## Task details
How many lines of the following listing contain the word "below"? Reply with the count alone.

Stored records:
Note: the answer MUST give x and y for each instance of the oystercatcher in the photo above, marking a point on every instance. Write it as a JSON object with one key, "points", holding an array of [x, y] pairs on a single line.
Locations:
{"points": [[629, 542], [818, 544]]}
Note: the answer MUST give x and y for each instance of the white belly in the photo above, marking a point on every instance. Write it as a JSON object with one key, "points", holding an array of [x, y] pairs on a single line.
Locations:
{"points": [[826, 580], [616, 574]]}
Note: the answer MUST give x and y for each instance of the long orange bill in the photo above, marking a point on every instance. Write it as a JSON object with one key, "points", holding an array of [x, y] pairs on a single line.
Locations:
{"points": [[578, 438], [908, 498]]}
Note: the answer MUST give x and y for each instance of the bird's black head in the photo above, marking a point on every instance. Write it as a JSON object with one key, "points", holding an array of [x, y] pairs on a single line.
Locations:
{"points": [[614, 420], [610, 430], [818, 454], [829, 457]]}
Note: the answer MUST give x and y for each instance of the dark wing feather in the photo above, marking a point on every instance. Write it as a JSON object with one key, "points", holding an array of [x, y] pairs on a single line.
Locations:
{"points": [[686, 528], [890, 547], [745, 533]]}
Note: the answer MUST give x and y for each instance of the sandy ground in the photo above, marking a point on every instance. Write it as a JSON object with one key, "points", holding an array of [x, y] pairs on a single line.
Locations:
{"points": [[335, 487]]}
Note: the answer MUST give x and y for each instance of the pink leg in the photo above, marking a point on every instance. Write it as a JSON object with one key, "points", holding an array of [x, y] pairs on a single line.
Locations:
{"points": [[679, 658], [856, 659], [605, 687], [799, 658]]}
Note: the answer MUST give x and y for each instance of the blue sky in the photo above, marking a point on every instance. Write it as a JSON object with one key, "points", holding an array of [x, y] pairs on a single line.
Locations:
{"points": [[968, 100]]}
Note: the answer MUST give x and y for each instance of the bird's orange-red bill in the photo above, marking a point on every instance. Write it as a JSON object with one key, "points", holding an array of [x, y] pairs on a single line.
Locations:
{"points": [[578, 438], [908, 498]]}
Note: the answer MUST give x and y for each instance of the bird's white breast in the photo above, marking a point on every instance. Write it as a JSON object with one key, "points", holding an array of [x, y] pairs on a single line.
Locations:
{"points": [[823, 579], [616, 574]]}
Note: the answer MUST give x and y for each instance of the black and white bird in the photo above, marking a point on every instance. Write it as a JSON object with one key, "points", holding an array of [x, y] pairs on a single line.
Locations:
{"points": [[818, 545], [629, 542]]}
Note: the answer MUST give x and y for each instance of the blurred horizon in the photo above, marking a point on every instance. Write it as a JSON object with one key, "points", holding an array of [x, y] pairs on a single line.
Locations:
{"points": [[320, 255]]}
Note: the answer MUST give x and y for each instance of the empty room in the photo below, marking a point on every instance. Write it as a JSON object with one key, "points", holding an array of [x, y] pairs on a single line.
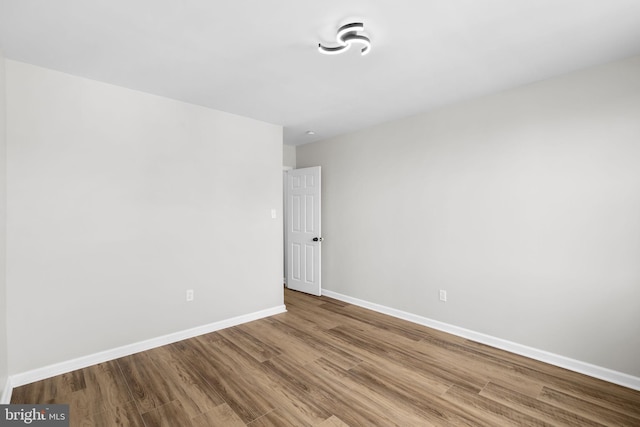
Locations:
{"points": [[337, 213]]}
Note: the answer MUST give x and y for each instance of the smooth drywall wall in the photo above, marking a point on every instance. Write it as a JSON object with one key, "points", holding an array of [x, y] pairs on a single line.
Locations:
{"points": [[524, 206], [3, 237], [120, 201], [289, 156]]}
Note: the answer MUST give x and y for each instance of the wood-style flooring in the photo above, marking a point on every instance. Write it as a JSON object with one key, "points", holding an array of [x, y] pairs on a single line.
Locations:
{"points": [[327, 363]]}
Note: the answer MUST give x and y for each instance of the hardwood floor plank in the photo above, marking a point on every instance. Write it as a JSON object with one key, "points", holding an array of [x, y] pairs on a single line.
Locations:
{"points": [[333, 421], [253, 346], [220, 416], [587, 409], [495, 411], [171, 414], [327, 363], [535, 408], [123, 416]]}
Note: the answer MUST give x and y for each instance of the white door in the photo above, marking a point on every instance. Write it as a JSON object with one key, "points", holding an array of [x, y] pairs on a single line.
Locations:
{"points": [[303, 230]]}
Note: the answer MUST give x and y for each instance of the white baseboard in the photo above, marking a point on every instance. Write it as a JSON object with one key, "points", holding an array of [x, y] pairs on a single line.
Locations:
{"points": [[599, 372], [23, 378], [6, 392]]}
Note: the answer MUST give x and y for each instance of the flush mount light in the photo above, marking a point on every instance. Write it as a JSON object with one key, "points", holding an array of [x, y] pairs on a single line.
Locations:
{"points": [[347, 35]]}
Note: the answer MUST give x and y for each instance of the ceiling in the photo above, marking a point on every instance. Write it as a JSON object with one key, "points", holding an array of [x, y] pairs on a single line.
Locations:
{"points": [[259, 58]]}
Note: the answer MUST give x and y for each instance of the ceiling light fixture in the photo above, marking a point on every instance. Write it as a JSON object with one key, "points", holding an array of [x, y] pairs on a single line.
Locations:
{"points": [[347, 35]]}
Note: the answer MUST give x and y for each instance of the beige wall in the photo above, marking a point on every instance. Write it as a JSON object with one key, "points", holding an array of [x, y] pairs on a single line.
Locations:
{"points": [[3, 237], [120, 201], [289, 156], [524, 206]]}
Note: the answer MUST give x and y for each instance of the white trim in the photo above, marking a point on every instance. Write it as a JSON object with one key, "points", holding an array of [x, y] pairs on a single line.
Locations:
{"points": [[6, 393], [585, 368], [104, 356]]}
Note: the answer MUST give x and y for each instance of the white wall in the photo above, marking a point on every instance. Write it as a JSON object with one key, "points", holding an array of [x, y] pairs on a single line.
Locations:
{"points": [[120, 201], [289, 156], [524, 206], [3, 237]]}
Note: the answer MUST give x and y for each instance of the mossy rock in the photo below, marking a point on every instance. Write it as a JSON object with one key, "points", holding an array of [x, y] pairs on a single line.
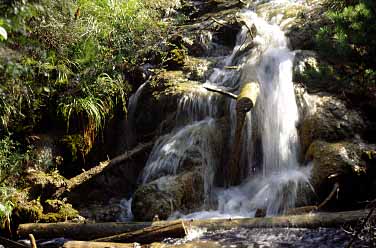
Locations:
{"points": [[44, 185], [158, 103], [27, 212], [57, 210], [341, 163]]}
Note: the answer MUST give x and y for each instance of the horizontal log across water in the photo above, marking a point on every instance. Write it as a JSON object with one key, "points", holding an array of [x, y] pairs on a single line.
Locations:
{"points": [[91, 231]]}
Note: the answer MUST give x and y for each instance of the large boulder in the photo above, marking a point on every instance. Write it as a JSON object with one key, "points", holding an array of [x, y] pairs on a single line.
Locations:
{"points": [[341, 163], [327, 118], [168, 194]]}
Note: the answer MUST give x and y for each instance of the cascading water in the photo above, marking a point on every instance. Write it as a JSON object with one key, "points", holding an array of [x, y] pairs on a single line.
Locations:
{"points": [[274, 175]]}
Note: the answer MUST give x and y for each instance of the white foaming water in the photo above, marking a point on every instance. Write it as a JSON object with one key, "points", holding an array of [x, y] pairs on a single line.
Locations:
{"points": [[191, 145], [196, 106], [275, 115]]}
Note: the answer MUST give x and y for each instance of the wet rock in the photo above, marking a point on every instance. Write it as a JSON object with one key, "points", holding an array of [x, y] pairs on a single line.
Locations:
{"points": [[340, 163], [168, 194], [44, 185], [314, 73], [197, 69], [260, 213], [162, 97], [211, 30], [301, 32], [108, 212], [58, 210]]}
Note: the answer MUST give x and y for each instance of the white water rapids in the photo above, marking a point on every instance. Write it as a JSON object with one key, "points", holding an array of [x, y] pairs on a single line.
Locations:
{"points": [[274, 176]]}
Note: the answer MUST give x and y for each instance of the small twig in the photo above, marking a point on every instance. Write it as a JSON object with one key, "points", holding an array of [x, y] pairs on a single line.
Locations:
{"points": [[32, 241], [330, 196], [218, 22]]}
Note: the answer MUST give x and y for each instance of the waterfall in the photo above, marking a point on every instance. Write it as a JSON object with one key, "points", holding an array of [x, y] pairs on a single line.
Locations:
{"points": [[275, 177]]}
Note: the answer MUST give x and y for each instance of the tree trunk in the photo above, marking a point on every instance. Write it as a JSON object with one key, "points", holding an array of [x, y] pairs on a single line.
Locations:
{"points": [[245, 102], [220, 91], [314, 220], [91, 244], [150, 234], [78, 231], [87, 175], [11, 244]]}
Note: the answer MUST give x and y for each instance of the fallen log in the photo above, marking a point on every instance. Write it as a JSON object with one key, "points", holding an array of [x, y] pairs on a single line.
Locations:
{"points": [[78, 231], [91, 231], [87, 175], [11, 244], [32, 241], [244, 103], [247, 96], [220, 91], [88, 244], [149, 234], [312, 220]]}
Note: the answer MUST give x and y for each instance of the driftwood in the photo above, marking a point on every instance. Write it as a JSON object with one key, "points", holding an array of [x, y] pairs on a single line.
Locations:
{"points": [[150, 234], [32, 241], [78, 231], [244, 103], [87, 175], [220, 91], [313, 220], [88, 244], [11, 244]]}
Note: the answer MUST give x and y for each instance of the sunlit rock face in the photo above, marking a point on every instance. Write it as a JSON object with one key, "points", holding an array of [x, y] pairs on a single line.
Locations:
{"points": [[345, 163]]}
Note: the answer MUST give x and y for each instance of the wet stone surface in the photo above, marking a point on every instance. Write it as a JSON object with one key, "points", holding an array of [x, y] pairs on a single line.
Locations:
{"points": [[278, 237]]}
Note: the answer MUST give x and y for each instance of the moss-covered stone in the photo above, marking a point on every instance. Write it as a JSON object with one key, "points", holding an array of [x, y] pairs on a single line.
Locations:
{"points": [[57, 210], [44, 185], [168, 194], [340, 163]]}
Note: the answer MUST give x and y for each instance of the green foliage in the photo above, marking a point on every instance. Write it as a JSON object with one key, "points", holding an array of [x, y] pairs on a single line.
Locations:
{"points": [[11, 161], [6, 205], [66, 60], [351, 36]]}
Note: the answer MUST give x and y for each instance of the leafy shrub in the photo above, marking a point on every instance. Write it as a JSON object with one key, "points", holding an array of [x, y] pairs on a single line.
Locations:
{"points": [[71, 61], [351, 36]]}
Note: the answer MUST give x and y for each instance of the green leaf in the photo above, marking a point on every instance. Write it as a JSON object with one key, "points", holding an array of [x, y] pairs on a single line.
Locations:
{"points": [[3, 34]]}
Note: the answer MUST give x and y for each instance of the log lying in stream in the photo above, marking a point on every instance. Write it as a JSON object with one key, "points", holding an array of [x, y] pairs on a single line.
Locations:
{"points": [[220, 91], [87, 175], [88, 244], [11, 244], [78, 231], [244, 103], [149, 234], [95, 230], [315, 220]]}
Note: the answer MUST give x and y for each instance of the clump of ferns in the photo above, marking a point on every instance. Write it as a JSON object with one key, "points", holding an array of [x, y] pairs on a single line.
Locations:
{"points": [[95, 105]]}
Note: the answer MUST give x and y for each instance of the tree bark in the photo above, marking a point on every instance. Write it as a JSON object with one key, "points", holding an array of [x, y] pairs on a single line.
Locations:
{"points": [[220, 91], [149, 234], [11, 244], [91, 244], [87, 175], [32, 241], [148, 231], [78, 231], [245, 102], [313, 220]]}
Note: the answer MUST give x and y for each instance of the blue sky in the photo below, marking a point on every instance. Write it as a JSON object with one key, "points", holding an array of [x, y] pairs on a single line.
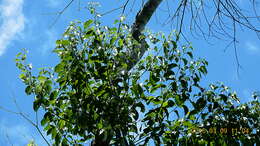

## Solution for this task
3